Instructions for the task: From the records below, copy each line that contains the string "face". Matching is case-sensitive.

— Start of Source records —

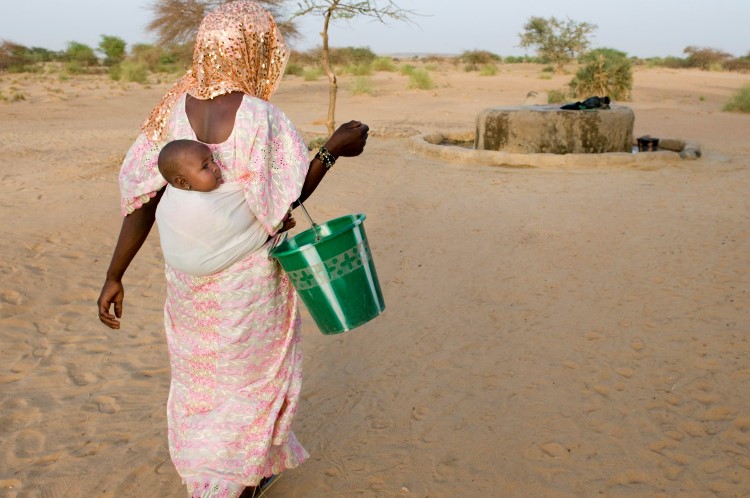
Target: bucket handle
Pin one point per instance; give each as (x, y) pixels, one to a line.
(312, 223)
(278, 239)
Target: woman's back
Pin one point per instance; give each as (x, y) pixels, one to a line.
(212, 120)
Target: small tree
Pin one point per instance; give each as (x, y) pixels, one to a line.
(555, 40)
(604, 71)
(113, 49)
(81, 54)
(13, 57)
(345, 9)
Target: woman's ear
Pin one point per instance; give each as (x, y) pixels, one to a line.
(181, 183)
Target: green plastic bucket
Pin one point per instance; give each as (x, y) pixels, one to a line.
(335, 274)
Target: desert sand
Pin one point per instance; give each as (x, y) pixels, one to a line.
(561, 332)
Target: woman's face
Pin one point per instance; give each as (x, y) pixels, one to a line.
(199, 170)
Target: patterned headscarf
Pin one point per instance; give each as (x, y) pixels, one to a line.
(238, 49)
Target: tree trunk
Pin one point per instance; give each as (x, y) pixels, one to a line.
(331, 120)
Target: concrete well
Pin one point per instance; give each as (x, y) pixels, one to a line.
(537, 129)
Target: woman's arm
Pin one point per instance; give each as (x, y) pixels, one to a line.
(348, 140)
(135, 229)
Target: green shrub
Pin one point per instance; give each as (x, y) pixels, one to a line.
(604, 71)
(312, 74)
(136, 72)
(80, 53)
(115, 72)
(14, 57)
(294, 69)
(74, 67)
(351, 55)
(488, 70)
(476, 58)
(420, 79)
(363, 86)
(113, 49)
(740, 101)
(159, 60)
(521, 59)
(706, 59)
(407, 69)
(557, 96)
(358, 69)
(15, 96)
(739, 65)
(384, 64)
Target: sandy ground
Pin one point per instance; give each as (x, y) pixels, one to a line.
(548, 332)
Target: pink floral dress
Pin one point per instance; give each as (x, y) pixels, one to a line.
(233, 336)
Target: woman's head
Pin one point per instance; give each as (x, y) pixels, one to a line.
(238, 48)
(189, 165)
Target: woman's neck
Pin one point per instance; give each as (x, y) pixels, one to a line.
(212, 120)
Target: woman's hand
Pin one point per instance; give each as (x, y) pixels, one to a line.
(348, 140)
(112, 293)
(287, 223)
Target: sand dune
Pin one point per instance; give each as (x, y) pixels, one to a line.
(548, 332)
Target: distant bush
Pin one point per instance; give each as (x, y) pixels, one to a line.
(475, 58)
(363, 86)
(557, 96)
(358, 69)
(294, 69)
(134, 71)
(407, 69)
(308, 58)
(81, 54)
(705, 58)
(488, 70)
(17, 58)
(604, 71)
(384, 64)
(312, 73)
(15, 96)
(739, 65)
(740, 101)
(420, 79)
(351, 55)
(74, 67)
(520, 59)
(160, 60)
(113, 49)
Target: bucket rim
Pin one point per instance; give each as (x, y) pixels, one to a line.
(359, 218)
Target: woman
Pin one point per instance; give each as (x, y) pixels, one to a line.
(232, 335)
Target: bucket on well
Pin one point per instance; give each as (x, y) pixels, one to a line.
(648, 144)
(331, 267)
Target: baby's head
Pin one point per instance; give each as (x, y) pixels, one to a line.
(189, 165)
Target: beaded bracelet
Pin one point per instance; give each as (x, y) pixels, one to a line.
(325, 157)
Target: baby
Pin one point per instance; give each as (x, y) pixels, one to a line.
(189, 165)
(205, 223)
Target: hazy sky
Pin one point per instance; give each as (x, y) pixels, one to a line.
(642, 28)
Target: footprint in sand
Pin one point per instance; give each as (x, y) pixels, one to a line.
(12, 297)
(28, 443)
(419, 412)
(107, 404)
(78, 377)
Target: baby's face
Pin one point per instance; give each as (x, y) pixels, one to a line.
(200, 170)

— End of Source records —
— Start of Source records —

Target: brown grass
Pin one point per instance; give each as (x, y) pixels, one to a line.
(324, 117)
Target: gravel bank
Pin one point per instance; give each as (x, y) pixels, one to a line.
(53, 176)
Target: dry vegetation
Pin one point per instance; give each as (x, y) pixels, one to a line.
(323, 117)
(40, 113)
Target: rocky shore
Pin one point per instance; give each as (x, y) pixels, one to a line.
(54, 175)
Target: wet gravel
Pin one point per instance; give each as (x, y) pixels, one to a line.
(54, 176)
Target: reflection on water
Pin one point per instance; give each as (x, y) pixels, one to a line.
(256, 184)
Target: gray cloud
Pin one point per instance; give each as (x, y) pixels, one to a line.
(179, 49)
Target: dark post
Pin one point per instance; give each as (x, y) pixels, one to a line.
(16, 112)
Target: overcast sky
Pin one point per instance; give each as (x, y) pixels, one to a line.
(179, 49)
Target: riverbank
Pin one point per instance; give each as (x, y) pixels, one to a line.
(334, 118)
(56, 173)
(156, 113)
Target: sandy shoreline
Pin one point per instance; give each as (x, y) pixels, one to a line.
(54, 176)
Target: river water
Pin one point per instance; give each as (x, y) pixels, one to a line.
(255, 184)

— End of Source records —
— Start of Source records —

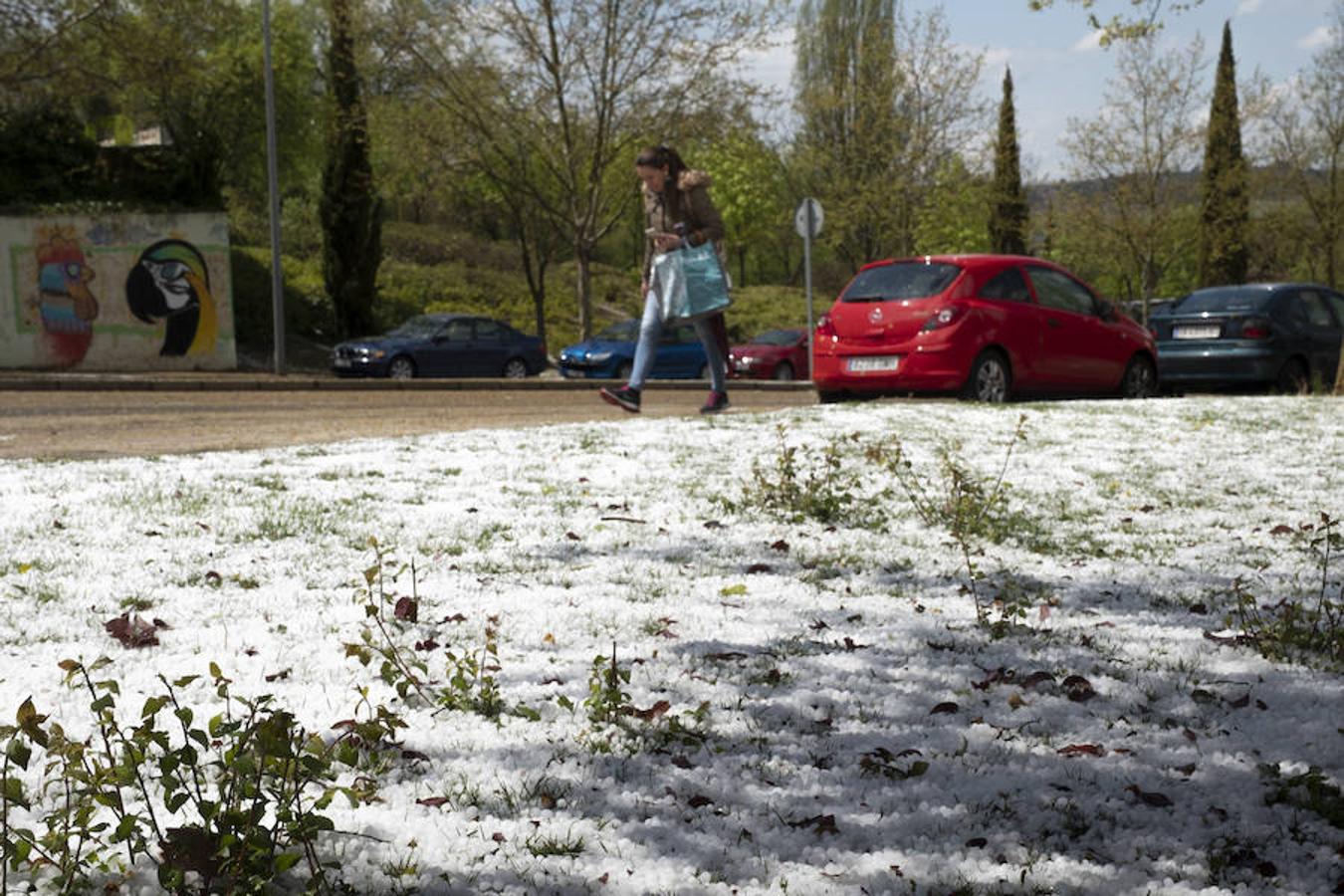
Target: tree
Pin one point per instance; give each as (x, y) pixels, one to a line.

— End of Source records —

Exercise response:
Target: woman's face
Target: baby's face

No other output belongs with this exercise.